#### [ЗАДАНИЯ]
a) Сколько верст Захар Воробьев несет на руках нищую хромую старушонку, согласно отрывку о Кузьме и Тихоне?
b) Продолжите отрывок о Кузьме и Тихоне, начав сразу после его последнего предложения.

==== ФРАГМЕНТ ИСТОЧНИКА

У Кузьмы мысли не только мутные, но и двоящиеся. У Тихона, впрочем, тоже. Оба томятся почти телесным томлением, непрерывным, тусклым. Но и непутевый Дениска, что бьет отца, и он в таком же противном, оголтелом томлении. Написать глупое, безграмотное и сантиментальное письмо о себе – так, никому. И ни за чем. Встретился Тихон – отдал Тихону. Почитав его немного и выбрасывая в полоскательницу, Тихон удивляется: «Чудной мы народ. Пестрая душа. То чистая собака человек, то грустит, жалкует, нежничает, сам над собою плачет…»
Пьют все, – ради чего стоит не пить? А выпьет Тихон, – этот странный в своей грубости, не похожий на Кузьму, мужик, – и все-таки телу как будто станет легче, хотя «душа продолжает жить своей жизнью, хмурой и тоскливой. Думы сменяют одна другую, но толку в них нет…». У Кузьмы бывают даже мгновенья, когда «слезы пьяной радости и силы, искажающей всякую картину до противоестественных размеров, застилают ему глаза». Душа Захара Воробьева, этого на редкость здорового, жизнерадостного великана, «жадно искала подвига… все равно доброго или злого, даже скорее доброго, чем злого». Но подвига не было, и не могло быть, и он ничего не знал о подвиге. Он бессмысленно хватает, «не помня себя от внезапной жалости», нищую, хромую старушонку и тащит на руках пять верст. Бессмысленно твердит непонятные слова, чуя в них какой-то чудесный намек на что-то: «Дуб дюже велик вырос, да дупло добре широко и ниток много распустил…» Не стерпя томления, жажды подвига, – он из вина делает подобие его: пьет гомерически. Пьет, чтобы сделать «удивительное», – и умирает на дороге. Но «страшная, смертельная тоска» не оставила его, пока не «разорвалось сердце».

========
==== СОСТАВ НАБОРА ДАННЫХ

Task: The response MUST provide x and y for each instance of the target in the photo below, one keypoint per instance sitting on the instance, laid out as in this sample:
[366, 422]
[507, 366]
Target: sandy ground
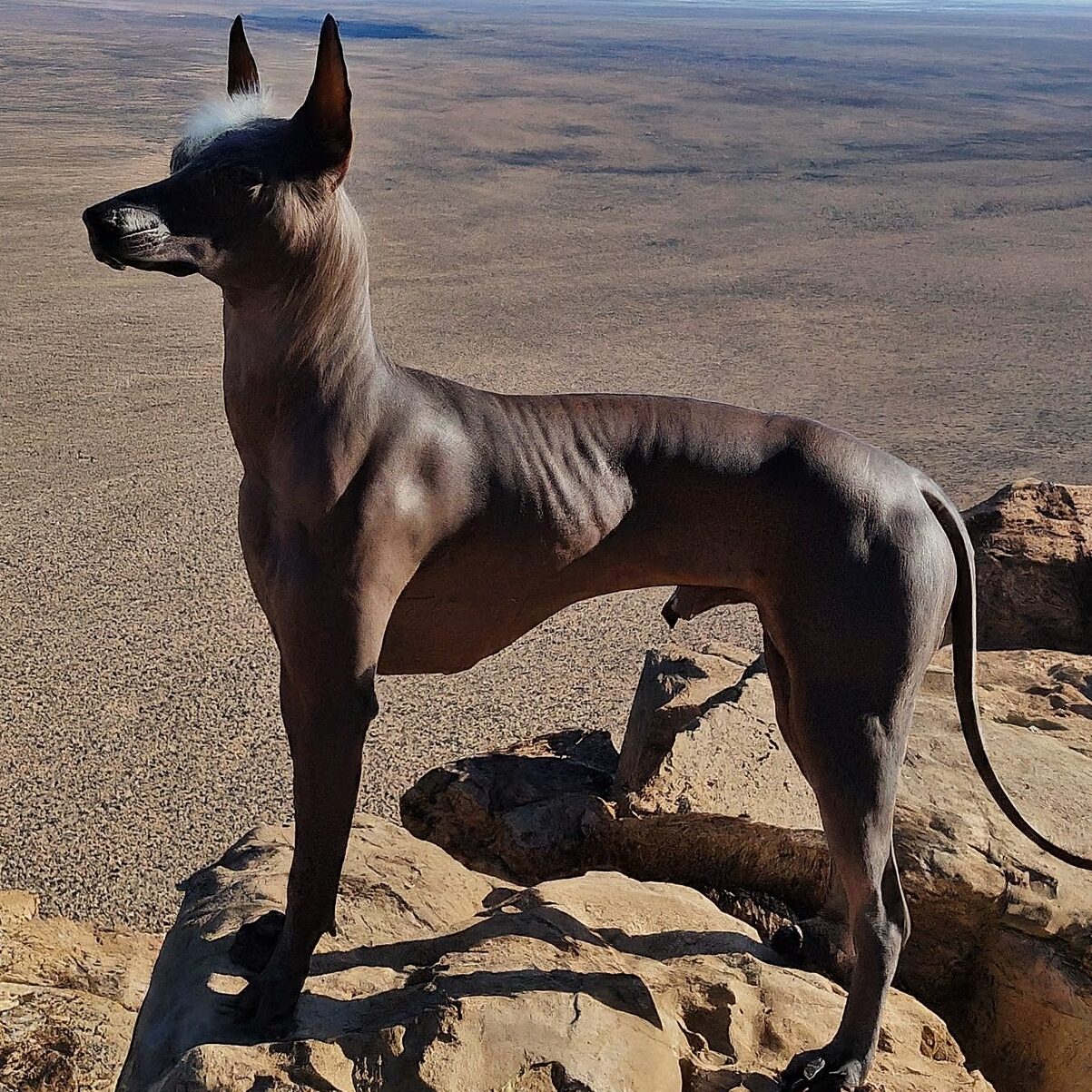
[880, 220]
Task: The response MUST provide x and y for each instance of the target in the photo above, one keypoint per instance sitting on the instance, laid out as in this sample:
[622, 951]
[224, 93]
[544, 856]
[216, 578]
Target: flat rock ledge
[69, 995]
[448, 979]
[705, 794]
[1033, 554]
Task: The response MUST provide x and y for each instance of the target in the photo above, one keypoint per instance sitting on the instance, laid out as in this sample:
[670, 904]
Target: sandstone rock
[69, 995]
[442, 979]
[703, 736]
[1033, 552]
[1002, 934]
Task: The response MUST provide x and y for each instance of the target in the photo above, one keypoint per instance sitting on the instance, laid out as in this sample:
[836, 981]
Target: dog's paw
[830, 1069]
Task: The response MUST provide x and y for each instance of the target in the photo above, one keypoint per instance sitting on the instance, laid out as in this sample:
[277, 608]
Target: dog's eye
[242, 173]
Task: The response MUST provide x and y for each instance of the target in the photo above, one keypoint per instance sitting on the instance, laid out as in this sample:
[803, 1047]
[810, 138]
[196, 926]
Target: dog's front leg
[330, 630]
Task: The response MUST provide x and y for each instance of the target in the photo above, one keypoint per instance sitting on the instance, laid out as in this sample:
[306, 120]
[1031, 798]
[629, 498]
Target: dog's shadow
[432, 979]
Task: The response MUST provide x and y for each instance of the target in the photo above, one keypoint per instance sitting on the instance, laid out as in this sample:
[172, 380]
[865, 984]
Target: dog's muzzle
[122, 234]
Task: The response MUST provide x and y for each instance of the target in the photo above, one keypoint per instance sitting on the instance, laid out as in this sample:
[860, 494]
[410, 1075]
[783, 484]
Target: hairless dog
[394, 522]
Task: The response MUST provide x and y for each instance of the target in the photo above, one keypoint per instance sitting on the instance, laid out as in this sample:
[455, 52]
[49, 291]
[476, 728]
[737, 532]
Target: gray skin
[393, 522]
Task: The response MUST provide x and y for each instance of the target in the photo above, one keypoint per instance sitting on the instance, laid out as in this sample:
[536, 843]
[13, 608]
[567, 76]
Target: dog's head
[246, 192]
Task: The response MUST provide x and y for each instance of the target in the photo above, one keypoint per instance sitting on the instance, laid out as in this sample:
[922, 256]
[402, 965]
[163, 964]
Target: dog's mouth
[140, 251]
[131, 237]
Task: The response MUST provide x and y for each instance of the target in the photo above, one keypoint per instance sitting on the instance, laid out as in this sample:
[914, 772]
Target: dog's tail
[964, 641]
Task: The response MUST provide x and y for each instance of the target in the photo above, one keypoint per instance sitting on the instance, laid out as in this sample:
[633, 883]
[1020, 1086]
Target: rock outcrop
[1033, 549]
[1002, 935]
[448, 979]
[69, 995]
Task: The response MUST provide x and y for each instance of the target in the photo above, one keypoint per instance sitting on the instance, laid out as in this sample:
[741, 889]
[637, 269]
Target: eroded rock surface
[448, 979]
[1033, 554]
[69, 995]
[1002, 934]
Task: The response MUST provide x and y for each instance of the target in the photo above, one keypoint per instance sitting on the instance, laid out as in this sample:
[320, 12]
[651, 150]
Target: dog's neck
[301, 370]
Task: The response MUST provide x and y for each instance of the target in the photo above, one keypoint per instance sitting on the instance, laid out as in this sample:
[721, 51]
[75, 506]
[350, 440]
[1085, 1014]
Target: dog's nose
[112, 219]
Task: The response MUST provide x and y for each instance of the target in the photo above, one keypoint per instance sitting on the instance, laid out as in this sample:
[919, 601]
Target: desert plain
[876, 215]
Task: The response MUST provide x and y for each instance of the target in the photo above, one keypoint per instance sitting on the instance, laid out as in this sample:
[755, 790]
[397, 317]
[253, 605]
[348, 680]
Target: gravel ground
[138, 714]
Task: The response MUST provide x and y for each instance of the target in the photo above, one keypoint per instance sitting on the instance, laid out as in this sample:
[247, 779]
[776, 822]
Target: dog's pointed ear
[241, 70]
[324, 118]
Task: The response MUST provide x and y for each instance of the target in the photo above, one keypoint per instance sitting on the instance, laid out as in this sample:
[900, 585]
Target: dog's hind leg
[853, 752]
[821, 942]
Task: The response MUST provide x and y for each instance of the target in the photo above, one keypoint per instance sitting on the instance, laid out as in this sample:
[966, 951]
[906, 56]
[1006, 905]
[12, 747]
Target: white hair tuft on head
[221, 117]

========
==== СОСТАВ НАБОРА ДАННЫХ

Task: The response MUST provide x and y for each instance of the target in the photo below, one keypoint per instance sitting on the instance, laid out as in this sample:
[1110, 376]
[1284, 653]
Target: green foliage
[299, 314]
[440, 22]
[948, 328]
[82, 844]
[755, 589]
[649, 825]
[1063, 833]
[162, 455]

========

#### [ОТВЕТЫ К ЗАДАНИЯМ]
a) Пять верст.

b)
Странно томился Егорка, непутевый малый, бездельник и лодырь: «Шли в нем сразу два ряда чувств и мыслей. Спокойно, даже самодовольно думая о том, что попадет на глаза, часто томился он в это же самое время и тщетным желанием обдумать что-то другое. Он завидовал собакам, птицам, курам: они, небось, никогда ничего не думают!» Мать свою, кривую Анисью, забросил. Много ночей провела она в пустой избе, что-то «вспоминая и думая. Но никто не узнал ее дум». «Губы сжаты, лицо смиренно. Голова, как всегда, кружится от голода». Медленно доев последний хлеб, умирая – и полузная, что умирает, поплелась за 15 верст к сыну в сторожку. Шла, слабела, путалась в цветах и травах. Сына не застала. Не удивилась. Осмотрелась. Клонило в сон. Видно, лечь поскорее… И вот, «она спала, спала, и умирала во сне…».
Что же Егор? Да ничего. Анисью хорошо схоронили (дал помещик красненькую), Егор, как подобает, напился и еще в тот же день отплясывал на могиле. Нанялся на железную дорогу. И вдруг, на осенней заре, взбежал на насыпь – лег под паровоз. – «Земля опустела…» И без слов сказал ему кто-то: ну, так как же? На вопрос надо было ответить, но ответа Егор не знал.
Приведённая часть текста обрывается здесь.